Count the lines below that contain the word "puffer" and reply with only that number.

------------------------------------------------------------

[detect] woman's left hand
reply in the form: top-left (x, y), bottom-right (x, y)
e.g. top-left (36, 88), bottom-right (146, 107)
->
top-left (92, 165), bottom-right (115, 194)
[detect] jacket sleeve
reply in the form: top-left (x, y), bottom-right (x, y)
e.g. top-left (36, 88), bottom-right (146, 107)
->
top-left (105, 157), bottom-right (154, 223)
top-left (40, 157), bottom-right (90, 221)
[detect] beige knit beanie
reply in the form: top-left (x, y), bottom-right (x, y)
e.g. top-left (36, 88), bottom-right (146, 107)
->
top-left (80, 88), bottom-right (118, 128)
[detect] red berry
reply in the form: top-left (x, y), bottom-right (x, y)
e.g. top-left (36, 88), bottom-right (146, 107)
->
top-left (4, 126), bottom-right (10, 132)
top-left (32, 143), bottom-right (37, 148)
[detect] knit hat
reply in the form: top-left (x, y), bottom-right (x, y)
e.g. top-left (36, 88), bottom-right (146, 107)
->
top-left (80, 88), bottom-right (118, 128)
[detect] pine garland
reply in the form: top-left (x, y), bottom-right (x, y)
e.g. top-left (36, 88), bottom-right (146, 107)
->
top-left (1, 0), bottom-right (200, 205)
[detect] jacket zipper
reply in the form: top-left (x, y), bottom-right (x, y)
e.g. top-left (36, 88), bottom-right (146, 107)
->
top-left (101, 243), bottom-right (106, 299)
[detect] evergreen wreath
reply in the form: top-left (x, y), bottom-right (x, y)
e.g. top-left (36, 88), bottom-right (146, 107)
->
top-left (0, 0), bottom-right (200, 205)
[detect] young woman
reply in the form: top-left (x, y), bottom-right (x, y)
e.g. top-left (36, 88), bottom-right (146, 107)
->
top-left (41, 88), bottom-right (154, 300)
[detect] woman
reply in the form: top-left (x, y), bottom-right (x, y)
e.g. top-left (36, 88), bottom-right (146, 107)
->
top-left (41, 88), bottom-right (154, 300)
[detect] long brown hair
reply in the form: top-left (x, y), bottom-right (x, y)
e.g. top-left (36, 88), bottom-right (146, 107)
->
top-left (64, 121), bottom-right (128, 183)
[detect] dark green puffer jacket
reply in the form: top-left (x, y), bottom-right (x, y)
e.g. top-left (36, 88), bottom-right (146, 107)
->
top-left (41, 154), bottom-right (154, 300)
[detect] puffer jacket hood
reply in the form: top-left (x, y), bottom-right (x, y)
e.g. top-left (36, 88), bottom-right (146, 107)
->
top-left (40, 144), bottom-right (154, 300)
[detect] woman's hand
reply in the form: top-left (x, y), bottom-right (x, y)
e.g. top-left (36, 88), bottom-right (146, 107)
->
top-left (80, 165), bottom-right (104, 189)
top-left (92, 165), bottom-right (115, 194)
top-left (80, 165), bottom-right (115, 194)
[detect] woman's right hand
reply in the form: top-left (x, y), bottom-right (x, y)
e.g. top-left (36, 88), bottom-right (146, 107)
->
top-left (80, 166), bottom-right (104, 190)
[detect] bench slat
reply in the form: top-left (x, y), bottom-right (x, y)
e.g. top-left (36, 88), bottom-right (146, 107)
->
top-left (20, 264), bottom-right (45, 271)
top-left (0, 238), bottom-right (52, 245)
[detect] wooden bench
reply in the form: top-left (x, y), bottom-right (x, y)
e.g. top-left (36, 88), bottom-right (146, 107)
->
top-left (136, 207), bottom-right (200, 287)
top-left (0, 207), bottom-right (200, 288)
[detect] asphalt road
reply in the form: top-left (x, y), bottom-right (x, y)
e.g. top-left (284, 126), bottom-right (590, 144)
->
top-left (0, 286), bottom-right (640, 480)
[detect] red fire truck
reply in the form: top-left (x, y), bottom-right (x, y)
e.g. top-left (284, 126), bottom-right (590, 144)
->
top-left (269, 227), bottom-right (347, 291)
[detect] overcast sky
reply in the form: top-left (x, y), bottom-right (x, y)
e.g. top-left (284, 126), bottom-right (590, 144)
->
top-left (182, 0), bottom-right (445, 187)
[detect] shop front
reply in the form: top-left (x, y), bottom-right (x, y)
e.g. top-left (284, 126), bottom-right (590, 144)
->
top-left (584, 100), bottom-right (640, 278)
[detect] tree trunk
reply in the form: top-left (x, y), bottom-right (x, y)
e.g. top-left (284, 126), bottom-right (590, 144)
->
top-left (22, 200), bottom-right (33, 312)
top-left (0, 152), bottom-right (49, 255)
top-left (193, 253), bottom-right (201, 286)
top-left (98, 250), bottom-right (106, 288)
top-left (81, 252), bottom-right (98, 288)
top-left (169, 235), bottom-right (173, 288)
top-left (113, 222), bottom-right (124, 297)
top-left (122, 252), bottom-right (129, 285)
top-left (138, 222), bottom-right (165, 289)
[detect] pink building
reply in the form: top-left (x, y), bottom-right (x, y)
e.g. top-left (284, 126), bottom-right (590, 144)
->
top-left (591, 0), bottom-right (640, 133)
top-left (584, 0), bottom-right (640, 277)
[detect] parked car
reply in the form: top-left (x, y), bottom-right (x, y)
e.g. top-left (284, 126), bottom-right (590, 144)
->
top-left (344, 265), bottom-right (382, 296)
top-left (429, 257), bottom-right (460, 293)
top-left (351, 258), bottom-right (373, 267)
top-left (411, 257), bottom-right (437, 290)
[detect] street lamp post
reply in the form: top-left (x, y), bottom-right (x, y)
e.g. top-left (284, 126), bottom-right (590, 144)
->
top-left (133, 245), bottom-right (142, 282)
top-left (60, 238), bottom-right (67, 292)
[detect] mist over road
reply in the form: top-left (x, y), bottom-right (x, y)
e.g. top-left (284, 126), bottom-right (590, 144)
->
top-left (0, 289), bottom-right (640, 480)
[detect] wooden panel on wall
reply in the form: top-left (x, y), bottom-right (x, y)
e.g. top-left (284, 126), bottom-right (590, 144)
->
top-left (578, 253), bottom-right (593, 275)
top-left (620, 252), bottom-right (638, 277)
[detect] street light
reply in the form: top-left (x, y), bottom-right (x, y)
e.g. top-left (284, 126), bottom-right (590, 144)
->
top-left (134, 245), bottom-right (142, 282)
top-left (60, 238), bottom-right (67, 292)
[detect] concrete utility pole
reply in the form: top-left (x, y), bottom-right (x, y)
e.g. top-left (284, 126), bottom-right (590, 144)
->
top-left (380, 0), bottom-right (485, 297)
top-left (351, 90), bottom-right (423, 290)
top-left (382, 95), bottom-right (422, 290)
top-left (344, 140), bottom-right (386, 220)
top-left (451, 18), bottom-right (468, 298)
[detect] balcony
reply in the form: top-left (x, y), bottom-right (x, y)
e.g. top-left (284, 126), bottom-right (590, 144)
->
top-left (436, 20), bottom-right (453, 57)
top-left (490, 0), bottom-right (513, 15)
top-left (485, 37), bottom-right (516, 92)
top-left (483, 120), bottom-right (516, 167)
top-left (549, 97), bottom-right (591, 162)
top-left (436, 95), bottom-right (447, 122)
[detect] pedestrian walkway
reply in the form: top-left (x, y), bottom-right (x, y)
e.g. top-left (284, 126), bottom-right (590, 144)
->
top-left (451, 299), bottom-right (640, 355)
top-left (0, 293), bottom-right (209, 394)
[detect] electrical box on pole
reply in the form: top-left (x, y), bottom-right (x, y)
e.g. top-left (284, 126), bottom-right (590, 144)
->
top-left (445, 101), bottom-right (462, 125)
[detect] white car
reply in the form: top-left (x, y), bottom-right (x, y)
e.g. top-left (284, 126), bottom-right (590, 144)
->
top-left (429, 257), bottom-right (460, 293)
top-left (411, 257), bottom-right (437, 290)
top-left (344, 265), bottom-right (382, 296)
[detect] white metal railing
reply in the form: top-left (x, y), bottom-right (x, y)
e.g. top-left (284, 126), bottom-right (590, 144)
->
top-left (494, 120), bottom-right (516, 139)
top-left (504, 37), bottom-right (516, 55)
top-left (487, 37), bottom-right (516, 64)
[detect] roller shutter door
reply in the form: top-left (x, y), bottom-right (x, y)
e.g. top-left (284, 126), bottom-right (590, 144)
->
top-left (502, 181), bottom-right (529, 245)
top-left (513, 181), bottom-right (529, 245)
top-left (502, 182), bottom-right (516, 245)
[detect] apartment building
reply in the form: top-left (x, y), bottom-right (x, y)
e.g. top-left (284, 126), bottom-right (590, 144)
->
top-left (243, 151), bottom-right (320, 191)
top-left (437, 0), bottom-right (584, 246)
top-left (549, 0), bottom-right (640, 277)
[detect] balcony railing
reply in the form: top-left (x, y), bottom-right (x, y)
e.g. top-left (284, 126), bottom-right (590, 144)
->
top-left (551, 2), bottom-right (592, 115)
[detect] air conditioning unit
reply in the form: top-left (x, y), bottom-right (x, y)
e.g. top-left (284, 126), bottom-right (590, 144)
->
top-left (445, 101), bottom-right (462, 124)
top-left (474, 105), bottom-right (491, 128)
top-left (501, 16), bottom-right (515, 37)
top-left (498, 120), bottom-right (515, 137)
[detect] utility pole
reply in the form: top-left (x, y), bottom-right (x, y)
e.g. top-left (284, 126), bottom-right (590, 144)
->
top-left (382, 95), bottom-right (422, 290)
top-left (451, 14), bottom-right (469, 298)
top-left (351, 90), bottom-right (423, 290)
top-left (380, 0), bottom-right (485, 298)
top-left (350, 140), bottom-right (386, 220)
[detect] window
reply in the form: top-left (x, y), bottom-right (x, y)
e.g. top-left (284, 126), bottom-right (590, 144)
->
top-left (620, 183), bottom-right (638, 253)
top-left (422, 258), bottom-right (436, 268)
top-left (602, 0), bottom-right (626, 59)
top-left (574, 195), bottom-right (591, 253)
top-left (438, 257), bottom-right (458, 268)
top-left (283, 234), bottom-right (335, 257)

------------------------------------------------------------

-- REPLY TO THE TASK --
2